**Given data**
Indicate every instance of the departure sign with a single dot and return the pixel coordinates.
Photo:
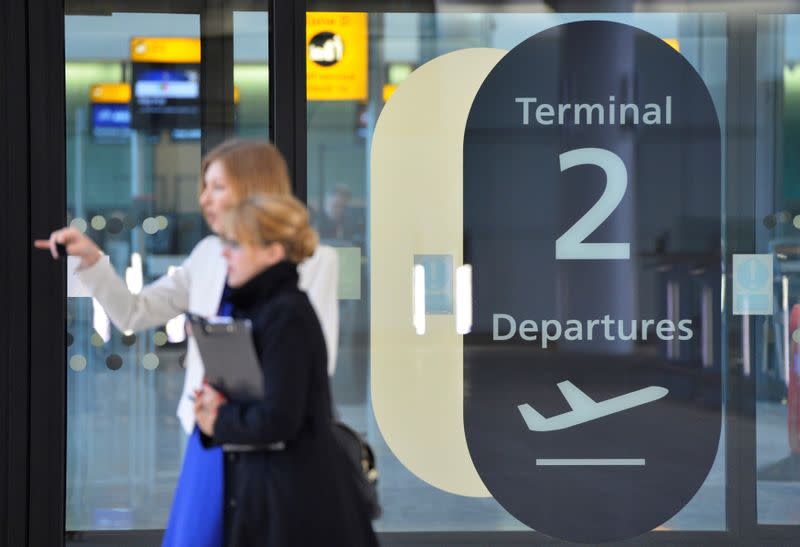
(589, 151)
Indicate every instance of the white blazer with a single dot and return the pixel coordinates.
(197, 287)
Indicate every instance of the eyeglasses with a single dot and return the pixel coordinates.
(231, 244)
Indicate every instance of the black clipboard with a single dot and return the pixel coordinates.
(229, 358)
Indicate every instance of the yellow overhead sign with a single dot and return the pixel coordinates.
(336, 56)
(676, 45)
(165, 50)
(118, 93)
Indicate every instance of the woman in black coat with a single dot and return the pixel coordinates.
(286, 479)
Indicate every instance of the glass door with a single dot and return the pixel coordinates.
(146, 95)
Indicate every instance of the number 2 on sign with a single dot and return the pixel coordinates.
(571, 245)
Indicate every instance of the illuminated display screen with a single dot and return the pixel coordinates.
(111, 121)
(166, 96)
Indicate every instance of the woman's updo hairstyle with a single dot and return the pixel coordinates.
(252, 167)
(262, 219)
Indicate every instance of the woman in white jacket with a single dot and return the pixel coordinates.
(229, 173)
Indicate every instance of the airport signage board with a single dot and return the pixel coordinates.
(586, 417)
(336, 56)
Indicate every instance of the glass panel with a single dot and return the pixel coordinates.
(133, 161)
(776, 363)
(341, 194)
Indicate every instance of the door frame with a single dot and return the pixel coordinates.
(33, 375)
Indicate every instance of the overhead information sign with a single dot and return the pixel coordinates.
(111, 93)
(165, 50)
(336, 56)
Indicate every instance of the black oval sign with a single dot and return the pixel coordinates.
(592, 388)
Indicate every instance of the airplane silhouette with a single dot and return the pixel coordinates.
(585, 409)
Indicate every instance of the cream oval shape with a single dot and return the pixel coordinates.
(416, 197)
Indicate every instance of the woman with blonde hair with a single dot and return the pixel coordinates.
(229, 173)
(286, 480)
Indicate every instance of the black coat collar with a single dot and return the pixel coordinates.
(281, 276)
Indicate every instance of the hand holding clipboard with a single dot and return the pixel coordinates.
(229, 357)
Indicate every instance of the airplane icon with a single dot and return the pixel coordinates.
(585, 409)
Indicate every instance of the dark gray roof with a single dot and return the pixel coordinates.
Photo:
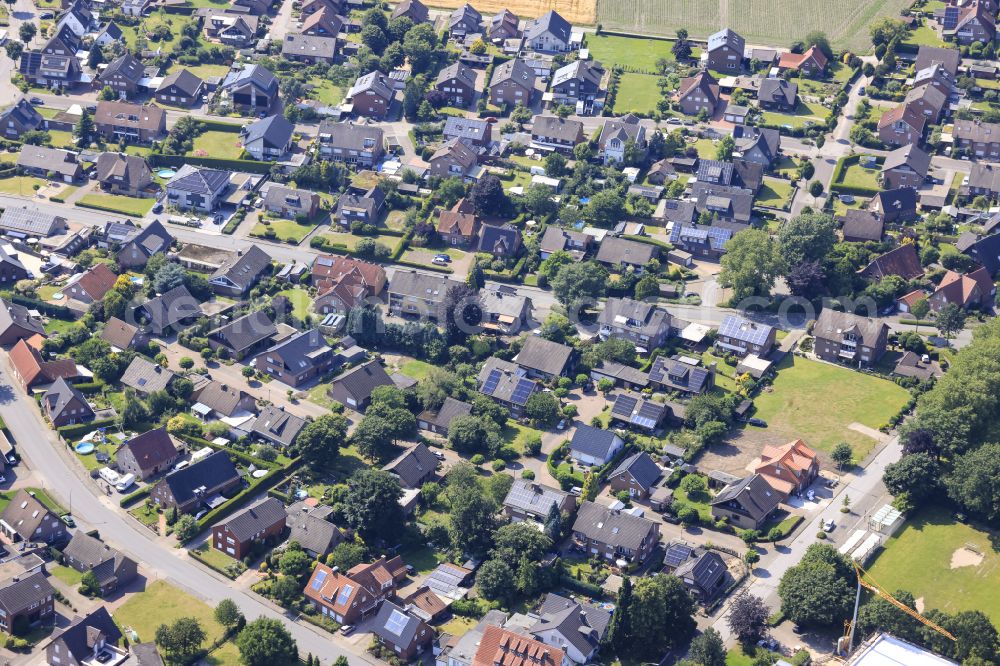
(145, 376)
(544, 355)
(277, 425)
(20, 595)
(611, 526)
(641, 467)
(412, 465)
(596, 442)
(245, 332)
(253, 520)
(188, 483)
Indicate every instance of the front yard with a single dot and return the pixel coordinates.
(816, 402)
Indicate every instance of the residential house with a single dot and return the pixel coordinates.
(454, 158)
(776, 94)
(550, 33)
(464, 21)
(895, 205)
(63, 404)
(901, 125)
(545, 359)
(861, 226)
(841, 336)
(527, 500)
(348, 597)
(277, 427)
(371, 95)
(704, 575)
(579, 81)
(594, 446)
(180, 88)
(112, 568)
(698, 93)
(967, 291)
(901, 261)
(17, 323)
(31, 370)
(977, 138)
(789, 469)
(742, 336)
(438, 421)
(622, 253)
(291, 203)
(812, 63)
(123, 75)
(471, 130)
(171, 311)
(413, 467)
(311, 49)
(746, 503)
(253, 88)
(46, 162)
(26, 602)
(19, 117)
(636, 475)
(725, 51)
(188, 488)
(138, 245)
(269, 138)
(198, 188)
(400, 633)
(499, 240)
(128, 175)
(612, 534)
(354, 387)
(298, 358)
(414, 10)
(619, 133)
(412, 293)
(241, 272)
(355, 145)
(680, 375)
(507, 383)
(513, 83)
(458, 82)
(27, 519)
(558, 134)
(364, 208)
(641, 323)
(257, 524)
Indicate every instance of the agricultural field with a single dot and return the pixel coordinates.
(577, 12)
(637, 93)
(771, 22)
(945, 564)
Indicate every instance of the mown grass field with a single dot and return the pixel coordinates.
(774, 22)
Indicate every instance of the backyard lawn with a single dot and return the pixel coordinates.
(137, 206)
(300, 302)
(929, 558)
(213, 143)
(163, 603)
(774, 193)
(817, 402)
(637, 93)
(286, 231)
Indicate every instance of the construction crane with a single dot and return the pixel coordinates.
(879, 591)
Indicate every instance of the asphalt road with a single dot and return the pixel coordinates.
(66, 479)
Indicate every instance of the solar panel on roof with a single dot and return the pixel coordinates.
(491, 382)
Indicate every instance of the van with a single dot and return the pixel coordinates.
(125, 483)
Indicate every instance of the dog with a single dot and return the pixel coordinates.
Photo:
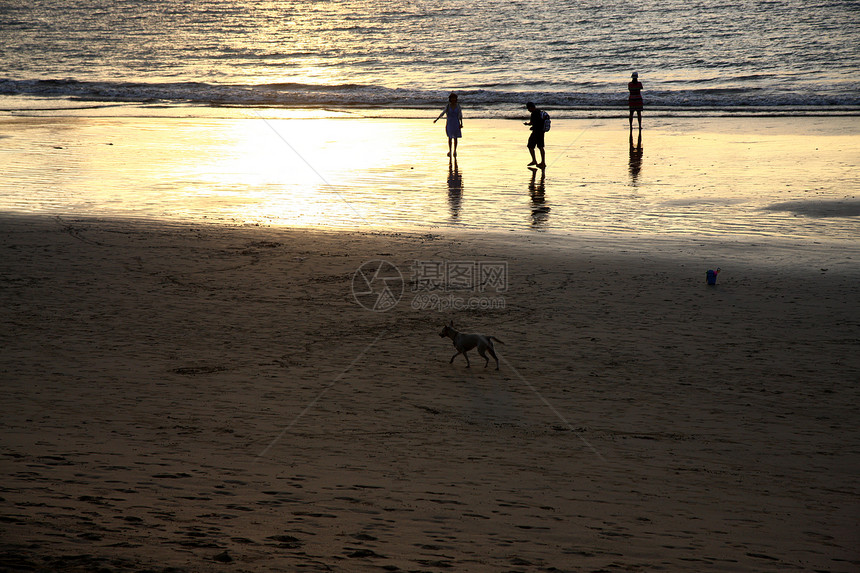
(466, 342)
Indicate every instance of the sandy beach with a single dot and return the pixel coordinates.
(215, 398)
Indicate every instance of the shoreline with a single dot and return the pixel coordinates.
(203, 397)
(707, 178)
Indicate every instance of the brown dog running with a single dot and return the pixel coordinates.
(465, 342)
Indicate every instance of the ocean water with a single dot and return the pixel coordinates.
(317, 114)
(574, 57)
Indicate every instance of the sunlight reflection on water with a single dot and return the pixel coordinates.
(394, 174)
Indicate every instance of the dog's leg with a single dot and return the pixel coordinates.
(483, 355)
(493, 354)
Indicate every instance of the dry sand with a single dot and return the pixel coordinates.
(192, 398)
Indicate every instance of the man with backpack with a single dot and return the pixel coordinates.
(539, 123)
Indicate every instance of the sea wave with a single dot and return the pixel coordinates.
(300, 95)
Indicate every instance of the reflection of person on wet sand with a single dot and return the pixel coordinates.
(455, 188)
(634, 100)
(454, 123)
(635, 157)
(537, 192)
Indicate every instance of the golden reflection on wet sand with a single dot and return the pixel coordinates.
(712, 177)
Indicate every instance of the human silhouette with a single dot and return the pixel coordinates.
(454, 123)
(634, 100)
(536, 139)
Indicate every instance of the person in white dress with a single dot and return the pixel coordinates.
(454, 123)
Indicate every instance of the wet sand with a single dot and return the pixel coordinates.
(705, 177)
(213, 398)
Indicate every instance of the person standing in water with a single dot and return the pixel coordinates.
(634, 100)
(536, 139)
(454, 124)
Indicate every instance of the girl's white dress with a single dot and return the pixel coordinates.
(452, 125)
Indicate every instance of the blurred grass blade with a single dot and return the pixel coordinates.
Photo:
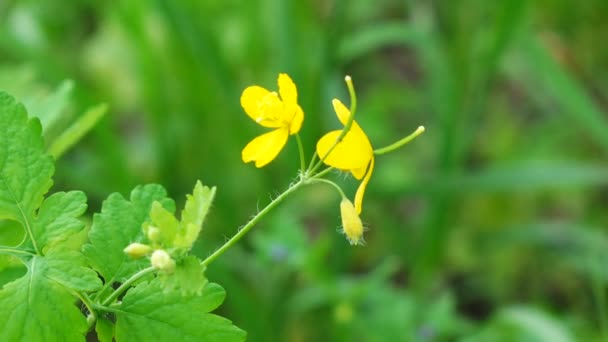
(371, 38)
(565, 90)
(535, 324)
(528, 177)
(75, 132)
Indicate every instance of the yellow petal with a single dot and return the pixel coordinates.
(287, 90)
(266, 147)
(293, 114)
(342, 112)
(362, 186)
(351, 223)
(263, 106)
(353, 152)
(296, 121)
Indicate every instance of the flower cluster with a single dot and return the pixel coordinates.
(347, 149)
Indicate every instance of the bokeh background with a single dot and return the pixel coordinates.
(489, 227)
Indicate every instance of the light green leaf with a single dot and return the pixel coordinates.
(118, 225)
(57, 218)
(166, 222)
(36, 307)
(69, 269)
(182, 235)
(149, 314)
(188, 277)
(193, 215)
(53, 108)
(25, 170)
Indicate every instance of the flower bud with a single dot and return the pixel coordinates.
(161, 260)
(137, 250)
(351, 223)
(153, 233)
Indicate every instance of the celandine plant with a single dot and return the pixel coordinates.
(130, 276)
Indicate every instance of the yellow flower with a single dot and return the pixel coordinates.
(351, 222)
(269, 109)
(354, 153)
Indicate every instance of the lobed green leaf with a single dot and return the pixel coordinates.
(25, 169)
(38, 307)
(149, 314)
(119, 224)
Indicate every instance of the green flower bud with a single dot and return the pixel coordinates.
(162, 261)
(153, 233)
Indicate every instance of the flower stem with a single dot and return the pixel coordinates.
(125, 286)
(251, 223)
(14, 251)
(322, 180)
(301, 150)
(400, 143)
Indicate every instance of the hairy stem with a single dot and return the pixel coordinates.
(252, 223)
(125, 286)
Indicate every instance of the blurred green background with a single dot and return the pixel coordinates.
(489, 227)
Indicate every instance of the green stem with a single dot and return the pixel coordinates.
(401, 142)
(14, 251)
(301, 150)
(321, 180)
(125, 286)
(312, 162)
(251, 223)
(349, 123)
(92, 316)
(322, 173)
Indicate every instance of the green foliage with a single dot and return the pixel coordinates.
(25, 169)
(116, 226)
(185, 318)
(502, 203)
(44, 303)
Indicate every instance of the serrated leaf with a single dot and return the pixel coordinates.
(148, 314)
(104, 329)
(36, 307)
(118, 225)
(182, 234)
(57, 218)
(25, 170)
(194, 213)
(166, 222)
(69, 269)
(188, 277)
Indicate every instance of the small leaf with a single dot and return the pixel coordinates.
(188, 277)
(148, 314)
(69, 269)
(25, 170)
(166, 222)
(36, 307)
(118, 225)
(57, 218)
(193, 215)
(182, 235)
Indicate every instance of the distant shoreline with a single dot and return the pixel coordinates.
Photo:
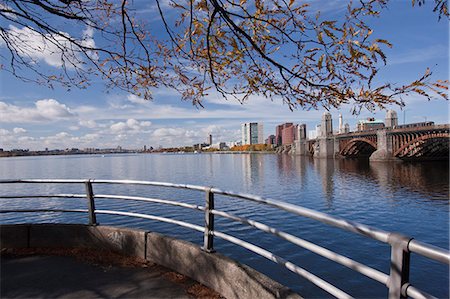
(7, 154)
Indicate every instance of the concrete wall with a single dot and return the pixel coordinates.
(225, 276)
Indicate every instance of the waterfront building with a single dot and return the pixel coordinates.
(370, 124)
(318, 131)
(346, 128)
(278, 133)
(288, 134)
(270, 140)
(252, 133)
(300, 132)
(341, 124)
(391, 119)
(327, 125)
(285, 134)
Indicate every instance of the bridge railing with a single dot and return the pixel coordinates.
(397, 281)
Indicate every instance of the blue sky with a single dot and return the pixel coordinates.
(37, 117)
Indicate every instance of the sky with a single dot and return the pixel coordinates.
(35, 117)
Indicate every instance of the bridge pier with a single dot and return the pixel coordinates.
(325, 147)
(384, 150)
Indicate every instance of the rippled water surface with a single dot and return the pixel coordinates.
(405, 197)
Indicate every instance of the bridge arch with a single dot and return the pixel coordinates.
(358, 147)
(435, 145)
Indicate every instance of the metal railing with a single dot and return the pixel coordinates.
(397, 281)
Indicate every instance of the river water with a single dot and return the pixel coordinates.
(409, 198)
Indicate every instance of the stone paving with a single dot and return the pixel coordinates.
(56, 276)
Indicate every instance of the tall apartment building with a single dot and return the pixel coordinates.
(300, 132)
(391, 119)
(285, 134)
(327, 125)
(252, 133)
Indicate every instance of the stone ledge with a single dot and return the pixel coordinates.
(227, 277)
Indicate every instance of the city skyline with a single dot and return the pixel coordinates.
(35, 117)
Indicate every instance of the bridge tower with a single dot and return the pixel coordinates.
(391, 119)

**Directive**
From the line containing "Indicate every instance of the metal" through the final line of the listing above, retype every line exactly; leave out everything else.

**Answer to this exercise**
Indicate every instance of the metal railing with a single dot and return the pixel coordinates.
(397, 281)
Indicate every instance of the river water with a single dot and return the pixel coordinates.
(409, 198)
Indicate every instance of the stone paving with a single dot and return the pixel coordinates.
(56, 276)
Indicate every instance of the tall apartment building with a single dot and return the pixel coordinates.
(300, 132)
(391, 119)
(285, 134)
(327, 125)
(252, 133)
Indicate every instance of the stone ledge with a single dot and return the pixel coordinates.
(227, 277)
Indicate every instance of the city skyline with a single dot and return the pixel coordinates.
(35, 117)
Indicate every instance of the bridge tower with a single dot and return the pixel coordinates.
(391, 119)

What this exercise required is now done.